Provided text START
To identify a robust ENE triplex construct amenable to biochemical characterization, we first turned our attention to evaluate constructs whose peripheral elements (Supplementary Figure S2), which have been shown to contribute to triplex stability in homologous RNA triplexes (23), were modified. We evaluated several unimolecular ENE triplex variants to assess triplex formation using thermal melt analysis. A construct containing the wild-type apical did not exhibit a robust triplex melting profile (Supplementary Figure S2A), in contrast to those previously reported for homologous RNA triplexes (23,41). The most promising unimolecular construct, designated PAN core triplex (Figure 2A), containing a shortened apical P2 helix, generated a more noticeable triplex melting transition (Supplementary Figure S2B). However, only mild protection against 3′-5′ exonucleolytic degradation by RNase R (Figure 2E) was observed, consistent with some degree of triplex formation and 3′ end protection.
Provided text END
> [What the task asks]
In the ENE triplex passage, what feature of the construct designated PAN core triplex set it apart? Rely only on the ENE triplex passage.
Data to examine START
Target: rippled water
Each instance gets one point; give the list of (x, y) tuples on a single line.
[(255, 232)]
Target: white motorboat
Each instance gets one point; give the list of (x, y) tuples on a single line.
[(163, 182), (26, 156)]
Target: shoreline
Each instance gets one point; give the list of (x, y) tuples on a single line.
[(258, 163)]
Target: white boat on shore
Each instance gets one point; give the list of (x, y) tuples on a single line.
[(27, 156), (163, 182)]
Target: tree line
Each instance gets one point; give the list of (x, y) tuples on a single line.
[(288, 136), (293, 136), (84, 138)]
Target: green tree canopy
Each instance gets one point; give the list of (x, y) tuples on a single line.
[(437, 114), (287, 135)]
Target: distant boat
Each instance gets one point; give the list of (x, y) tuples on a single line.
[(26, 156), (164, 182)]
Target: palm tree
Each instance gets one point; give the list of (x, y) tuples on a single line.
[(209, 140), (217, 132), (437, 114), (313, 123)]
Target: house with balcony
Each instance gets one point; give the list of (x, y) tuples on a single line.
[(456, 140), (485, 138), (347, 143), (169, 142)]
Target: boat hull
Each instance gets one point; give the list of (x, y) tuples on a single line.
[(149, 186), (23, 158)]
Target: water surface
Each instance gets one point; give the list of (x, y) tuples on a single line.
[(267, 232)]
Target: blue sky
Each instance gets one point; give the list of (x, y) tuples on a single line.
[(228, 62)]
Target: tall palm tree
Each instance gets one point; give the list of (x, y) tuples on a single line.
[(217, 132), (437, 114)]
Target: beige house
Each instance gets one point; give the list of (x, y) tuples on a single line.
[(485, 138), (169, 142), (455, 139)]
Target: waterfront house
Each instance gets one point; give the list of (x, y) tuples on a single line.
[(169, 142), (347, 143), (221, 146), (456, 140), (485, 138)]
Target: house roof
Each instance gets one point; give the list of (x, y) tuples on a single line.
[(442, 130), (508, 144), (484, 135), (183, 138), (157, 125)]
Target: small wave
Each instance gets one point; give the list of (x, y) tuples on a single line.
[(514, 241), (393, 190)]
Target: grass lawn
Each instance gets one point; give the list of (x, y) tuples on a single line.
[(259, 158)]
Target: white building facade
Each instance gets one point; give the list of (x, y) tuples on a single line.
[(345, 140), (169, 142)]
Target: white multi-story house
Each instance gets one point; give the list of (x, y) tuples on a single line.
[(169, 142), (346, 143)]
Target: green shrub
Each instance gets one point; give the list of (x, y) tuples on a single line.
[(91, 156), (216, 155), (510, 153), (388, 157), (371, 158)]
Data to examine END
> [Task answer]
It had a shortened apical P2 helix.